§ What you need to do
Can you transcribe, line for line, everything from the line containing "tag the fork tine" down to the last line of the items?

§ Material for this exercise
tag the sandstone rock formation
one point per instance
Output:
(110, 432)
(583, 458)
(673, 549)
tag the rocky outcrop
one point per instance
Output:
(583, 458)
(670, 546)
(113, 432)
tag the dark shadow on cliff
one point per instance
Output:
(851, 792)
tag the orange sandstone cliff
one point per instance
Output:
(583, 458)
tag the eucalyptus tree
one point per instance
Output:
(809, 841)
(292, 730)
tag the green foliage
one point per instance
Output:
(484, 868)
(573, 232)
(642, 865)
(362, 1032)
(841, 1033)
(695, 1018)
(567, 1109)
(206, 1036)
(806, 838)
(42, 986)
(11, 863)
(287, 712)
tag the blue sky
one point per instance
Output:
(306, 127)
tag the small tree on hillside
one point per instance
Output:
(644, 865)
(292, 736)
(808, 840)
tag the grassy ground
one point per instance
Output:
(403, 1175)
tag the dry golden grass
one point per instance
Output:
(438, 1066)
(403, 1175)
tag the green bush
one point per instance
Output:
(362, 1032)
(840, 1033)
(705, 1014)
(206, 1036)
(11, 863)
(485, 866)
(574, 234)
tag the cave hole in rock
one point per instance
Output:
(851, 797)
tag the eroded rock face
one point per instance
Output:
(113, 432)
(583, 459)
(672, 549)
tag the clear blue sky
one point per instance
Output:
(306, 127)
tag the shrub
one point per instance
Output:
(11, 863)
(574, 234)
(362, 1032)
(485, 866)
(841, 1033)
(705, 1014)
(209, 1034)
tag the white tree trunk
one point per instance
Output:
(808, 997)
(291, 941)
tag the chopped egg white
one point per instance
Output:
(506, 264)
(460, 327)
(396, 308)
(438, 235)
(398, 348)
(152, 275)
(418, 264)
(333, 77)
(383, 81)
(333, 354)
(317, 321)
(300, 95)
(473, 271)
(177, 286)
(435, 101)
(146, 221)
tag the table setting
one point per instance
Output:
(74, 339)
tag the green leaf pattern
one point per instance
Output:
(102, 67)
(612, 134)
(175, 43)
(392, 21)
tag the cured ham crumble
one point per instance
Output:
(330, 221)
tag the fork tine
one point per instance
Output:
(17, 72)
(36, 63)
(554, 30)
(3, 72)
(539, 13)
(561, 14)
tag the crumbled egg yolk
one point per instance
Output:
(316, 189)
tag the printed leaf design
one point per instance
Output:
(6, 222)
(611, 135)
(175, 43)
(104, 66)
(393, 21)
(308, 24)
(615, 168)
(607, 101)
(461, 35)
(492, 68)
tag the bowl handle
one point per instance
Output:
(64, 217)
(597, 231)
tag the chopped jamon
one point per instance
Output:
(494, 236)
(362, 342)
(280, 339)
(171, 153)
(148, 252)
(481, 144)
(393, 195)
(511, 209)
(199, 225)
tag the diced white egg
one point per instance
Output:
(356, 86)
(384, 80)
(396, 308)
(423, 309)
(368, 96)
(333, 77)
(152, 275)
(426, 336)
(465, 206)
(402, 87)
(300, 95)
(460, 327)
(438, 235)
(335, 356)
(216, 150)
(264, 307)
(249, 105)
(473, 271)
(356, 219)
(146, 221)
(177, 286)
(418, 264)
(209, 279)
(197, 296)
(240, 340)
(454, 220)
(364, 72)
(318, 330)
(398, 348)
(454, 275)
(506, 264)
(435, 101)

§ Result
tag the fork tine
one point per instance
Output:
(17, 72)
(36, 63)
(554, 30)
(3, 72)
(539, 13)
(561, 14)
tag the crumbled egg yolk
one point per instance
Output:
(316, 189)
tag the printed leaf design
one point per instance
Output:
(6, 222)
(611, 135)
(175, 43)
(104, 66)
(393, 21)
(308, 24)
(615, 168)
(607, 101)
(461, 35)
(492, 68)
tag the bowl handle
one point per instance
Output:
(64, 217)
(597, 231)
tag the chopped jamon
one point per instance
Output:
(494, 236)
(362, 342)
(280, 339)
(171, 153)
(148, 252)
(481, 144)
(393, 195)
(511, 209)
(199, 225)
tag the diced white egg
one point per instance
Output:
(356, 86)
(384, 80)
(396, 308)
(423, 309)
(368, 96)
(333, 77)
(152, 275)
(426, 336)
(465, 206)
(402, 87)
(300, 95)
(460, 327)
(438, 235)
(335, 356)
(216, 150)
(264, 307)
(249, 105)
(473, 271)
(356, 219)
(146, 221)
(177, 286)
(418, 264)
(209, 279)
(197, 296)
(240, 340)
(454, 220)
(364, 72)
(318, 330)
(398, 348)
(454, 275)
(506, 264)
(435, 101)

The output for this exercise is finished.